EXTRACTED RECORDS Start Marker
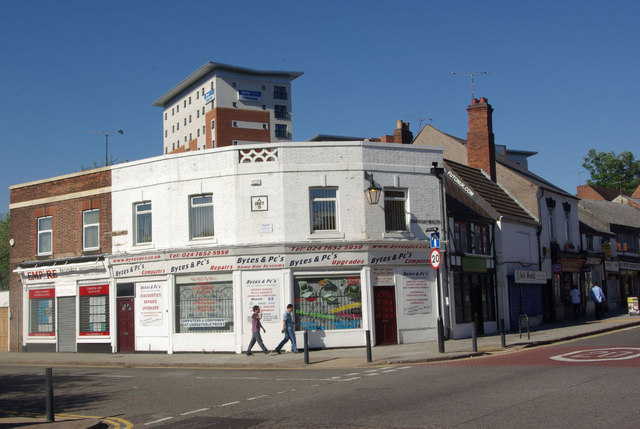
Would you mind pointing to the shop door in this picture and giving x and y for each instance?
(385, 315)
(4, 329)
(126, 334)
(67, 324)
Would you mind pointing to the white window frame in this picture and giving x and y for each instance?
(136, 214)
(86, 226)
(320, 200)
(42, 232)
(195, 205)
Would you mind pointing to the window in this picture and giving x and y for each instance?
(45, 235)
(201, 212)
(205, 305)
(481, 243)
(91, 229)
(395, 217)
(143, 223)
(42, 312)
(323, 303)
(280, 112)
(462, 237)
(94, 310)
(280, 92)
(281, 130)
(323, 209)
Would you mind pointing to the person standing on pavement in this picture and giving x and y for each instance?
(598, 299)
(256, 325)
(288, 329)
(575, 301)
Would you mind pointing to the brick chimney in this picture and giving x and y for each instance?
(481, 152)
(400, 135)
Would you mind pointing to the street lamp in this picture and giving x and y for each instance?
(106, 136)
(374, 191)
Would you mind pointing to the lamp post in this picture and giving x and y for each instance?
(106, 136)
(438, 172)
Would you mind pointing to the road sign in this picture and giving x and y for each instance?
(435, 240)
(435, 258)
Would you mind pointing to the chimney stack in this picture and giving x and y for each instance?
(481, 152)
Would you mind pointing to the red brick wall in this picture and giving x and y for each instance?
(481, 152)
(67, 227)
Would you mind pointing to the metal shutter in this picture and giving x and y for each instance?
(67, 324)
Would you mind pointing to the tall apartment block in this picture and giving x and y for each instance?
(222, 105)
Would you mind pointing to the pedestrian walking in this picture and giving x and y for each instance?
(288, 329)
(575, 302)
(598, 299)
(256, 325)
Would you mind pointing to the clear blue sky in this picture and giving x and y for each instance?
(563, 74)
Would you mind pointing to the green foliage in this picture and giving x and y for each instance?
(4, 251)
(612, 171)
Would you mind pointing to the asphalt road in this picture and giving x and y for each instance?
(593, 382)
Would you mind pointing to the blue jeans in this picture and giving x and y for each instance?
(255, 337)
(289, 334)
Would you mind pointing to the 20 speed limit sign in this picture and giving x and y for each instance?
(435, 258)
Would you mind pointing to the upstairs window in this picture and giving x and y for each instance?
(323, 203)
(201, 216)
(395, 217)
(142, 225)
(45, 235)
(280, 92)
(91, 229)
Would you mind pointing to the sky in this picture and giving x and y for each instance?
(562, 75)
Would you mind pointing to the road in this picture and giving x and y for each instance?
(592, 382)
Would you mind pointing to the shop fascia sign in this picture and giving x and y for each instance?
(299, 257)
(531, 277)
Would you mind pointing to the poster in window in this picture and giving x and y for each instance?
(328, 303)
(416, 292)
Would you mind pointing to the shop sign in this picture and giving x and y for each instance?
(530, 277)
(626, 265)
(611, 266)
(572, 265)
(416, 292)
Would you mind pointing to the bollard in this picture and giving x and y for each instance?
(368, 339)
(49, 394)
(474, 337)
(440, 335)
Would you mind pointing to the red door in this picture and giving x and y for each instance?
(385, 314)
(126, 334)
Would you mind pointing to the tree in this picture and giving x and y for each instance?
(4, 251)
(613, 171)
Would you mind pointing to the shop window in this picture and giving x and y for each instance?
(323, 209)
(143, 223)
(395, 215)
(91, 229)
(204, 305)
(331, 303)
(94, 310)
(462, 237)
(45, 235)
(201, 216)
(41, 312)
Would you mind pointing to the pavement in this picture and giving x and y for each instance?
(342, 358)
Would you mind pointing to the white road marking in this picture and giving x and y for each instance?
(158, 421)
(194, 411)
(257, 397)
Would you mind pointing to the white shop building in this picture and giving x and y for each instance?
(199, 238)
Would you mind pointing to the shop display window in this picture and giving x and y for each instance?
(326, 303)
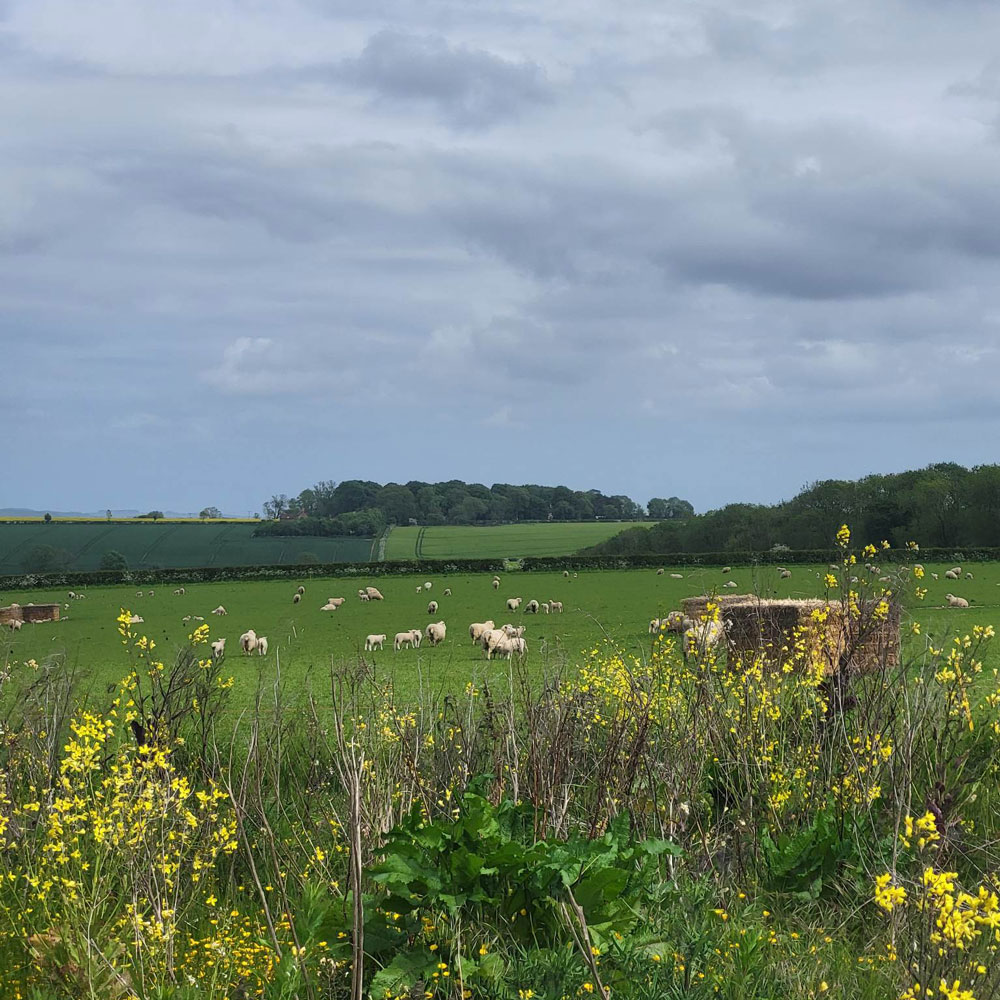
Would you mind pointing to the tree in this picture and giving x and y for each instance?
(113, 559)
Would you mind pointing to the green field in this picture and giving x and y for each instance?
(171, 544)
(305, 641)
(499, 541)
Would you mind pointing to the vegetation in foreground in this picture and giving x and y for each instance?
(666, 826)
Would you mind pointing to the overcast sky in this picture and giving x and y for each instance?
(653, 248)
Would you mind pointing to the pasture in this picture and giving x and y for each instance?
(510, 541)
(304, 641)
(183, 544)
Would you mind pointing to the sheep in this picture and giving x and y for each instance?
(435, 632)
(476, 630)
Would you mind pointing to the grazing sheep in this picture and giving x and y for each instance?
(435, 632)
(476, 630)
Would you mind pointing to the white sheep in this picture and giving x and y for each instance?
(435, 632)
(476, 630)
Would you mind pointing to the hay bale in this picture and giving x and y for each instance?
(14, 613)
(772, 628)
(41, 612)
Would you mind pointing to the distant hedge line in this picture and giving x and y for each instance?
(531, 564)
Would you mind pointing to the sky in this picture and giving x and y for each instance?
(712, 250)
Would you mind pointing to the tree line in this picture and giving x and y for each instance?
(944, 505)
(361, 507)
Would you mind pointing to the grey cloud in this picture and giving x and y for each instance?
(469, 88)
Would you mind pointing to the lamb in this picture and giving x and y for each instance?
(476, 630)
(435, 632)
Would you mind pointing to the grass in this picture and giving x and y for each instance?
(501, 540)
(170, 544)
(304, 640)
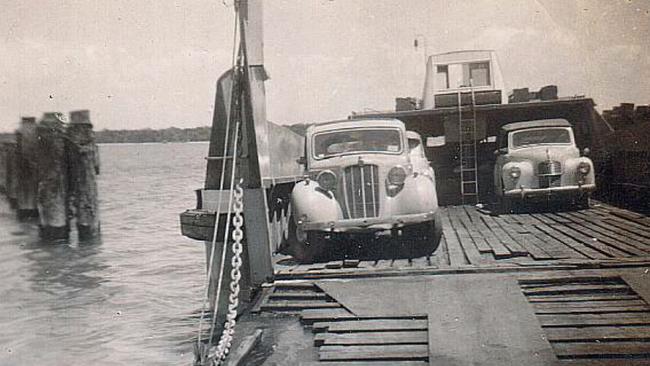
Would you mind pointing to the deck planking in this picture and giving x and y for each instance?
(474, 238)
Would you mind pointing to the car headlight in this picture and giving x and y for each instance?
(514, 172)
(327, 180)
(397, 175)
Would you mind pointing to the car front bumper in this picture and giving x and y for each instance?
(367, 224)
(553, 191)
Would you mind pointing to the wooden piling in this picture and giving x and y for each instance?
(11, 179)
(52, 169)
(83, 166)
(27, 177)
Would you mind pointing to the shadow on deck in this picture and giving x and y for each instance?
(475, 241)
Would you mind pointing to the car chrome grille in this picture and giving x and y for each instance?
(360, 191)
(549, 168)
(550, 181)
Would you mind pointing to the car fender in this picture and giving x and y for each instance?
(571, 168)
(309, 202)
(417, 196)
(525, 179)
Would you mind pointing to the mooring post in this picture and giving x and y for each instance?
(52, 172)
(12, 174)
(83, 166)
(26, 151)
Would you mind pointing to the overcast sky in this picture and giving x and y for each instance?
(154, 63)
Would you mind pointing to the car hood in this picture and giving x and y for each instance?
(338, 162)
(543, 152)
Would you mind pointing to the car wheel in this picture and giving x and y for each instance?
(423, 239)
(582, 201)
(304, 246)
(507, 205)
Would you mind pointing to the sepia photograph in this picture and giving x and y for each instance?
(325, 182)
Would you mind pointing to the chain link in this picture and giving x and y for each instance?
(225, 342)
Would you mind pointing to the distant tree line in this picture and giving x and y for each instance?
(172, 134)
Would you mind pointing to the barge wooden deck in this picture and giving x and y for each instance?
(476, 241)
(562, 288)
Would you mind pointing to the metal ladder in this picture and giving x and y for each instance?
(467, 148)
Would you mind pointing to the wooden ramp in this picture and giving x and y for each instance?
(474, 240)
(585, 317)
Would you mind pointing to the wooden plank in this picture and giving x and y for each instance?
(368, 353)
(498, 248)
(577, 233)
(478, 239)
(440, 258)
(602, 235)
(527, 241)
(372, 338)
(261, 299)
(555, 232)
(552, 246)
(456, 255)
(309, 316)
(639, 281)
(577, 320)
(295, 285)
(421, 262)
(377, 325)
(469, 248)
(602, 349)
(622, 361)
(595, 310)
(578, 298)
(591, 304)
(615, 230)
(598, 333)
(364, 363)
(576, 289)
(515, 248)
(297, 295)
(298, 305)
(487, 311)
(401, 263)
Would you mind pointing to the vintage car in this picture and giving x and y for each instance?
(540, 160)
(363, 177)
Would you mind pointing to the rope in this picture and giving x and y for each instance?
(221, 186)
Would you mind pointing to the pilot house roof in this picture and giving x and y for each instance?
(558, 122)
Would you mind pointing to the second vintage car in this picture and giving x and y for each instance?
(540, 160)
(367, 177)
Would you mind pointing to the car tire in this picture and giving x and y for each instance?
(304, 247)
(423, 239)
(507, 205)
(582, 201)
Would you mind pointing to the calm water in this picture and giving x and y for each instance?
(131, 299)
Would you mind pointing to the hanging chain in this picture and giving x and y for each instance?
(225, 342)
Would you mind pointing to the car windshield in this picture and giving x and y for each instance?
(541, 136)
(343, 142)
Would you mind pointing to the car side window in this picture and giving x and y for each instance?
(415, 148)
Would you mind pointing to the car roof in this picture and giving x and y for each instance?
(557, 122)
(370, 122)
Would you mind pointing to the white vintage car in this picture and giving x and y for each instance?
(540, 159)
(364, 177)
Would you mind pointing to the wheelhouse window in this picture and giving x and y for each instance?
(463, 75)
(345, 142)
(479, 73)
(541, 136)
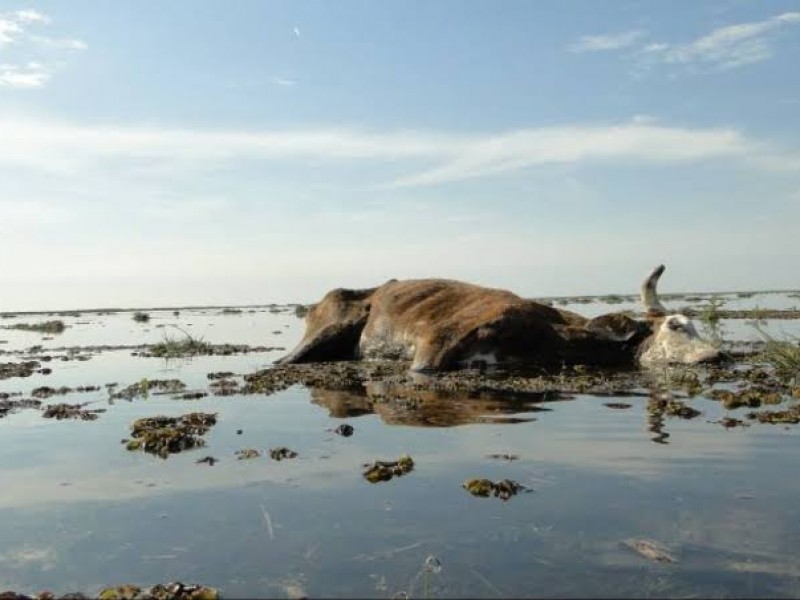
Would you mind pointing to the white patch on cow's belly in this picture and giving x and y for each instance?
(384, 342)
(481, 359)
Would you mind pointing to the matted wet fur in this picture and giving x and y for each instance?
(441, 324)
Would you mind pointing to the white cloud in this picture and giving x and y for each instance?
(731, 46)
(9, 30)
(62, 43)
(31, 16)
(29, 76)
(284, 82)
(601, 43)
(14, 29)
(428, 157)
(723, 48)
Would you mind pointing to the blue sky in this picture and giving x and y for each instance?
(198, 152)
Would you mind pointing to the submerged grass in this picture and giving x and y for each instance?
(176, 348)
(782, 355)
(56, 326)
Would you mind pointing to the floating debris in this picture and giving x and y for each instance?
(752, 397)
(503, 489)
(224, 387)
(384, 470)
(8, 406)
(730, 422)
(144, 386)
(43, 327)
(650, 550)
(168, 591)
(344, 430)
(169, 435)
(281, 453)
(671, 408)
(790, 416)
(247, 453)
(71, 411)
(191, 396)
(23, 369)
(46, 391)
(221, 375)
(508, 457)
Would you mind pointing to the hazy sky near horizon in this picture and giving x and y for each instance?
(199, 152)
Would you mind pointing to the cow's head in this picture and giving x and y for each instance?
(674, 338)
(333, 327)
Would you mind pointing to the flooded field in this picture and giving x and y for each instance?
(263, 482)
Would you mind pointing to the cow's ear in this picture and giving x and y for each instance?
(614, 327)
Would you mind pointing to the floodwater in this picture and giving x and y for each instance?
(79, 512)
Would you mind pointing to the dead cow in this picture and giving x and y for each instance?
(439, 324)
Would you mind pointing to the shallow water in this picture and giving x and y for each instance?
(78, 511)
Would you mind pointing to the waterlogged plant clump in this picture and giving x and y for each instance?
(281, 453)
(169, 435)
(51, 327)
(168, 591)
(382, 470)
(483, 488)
EXTRACTED RECORDS End Marker
* **EXERCISE REQUIREMENTS**
Set down no line except those from the one with "Would you mind pointing to the hazy" to the last line of the data, inclusive, each exactly as written.

* **REPLY**
Would you mind pointing to the hazy sky near horizon in this picture and giving x and y for each instance?
(199, 152)
Would you mind pointing to the cow's head in this picture and giving x and y for each instance?
(674, 338)
(333, 327)
Would you mind pointing to the flooded field in this picture and giving x and y for each instance?
(263, 482)
Would you mind pointing to the cow's ear in this picture and giving x and y for each instance?
(614, 327)
Would you mind pointing to the floodwater in this picture and giving x and y for each instance?
(79, 512)
Would you mind pointing to the dead cow in this picture and giving x and y for each instance?
(439, 324)
Would you mind pointing to the shallow water in this picture and giving x and y for each instance?
(78, 511)
Would you mind pointing to the waterlogged plant clump in this picture and giving x and y for each instance?
(281, 453)
(169, 435)
(51, 327)
(168, 591)
(382, 470)
(483, 488)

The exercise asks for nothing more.